* [Records to use]
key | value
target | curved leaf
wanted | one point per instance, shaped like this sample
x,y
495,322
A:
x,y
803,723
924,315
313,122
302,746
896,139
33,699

* [Work to complete]
Reproduce the listing above exactly from the line containing "wanted | one" through its last line, with both of those lines included.

* [Task result]
wanted | one point per instance, shaped like this sample
x,y
495,322
A:
x,y
803,723
924,315
313,122
302,746
896,139
33,699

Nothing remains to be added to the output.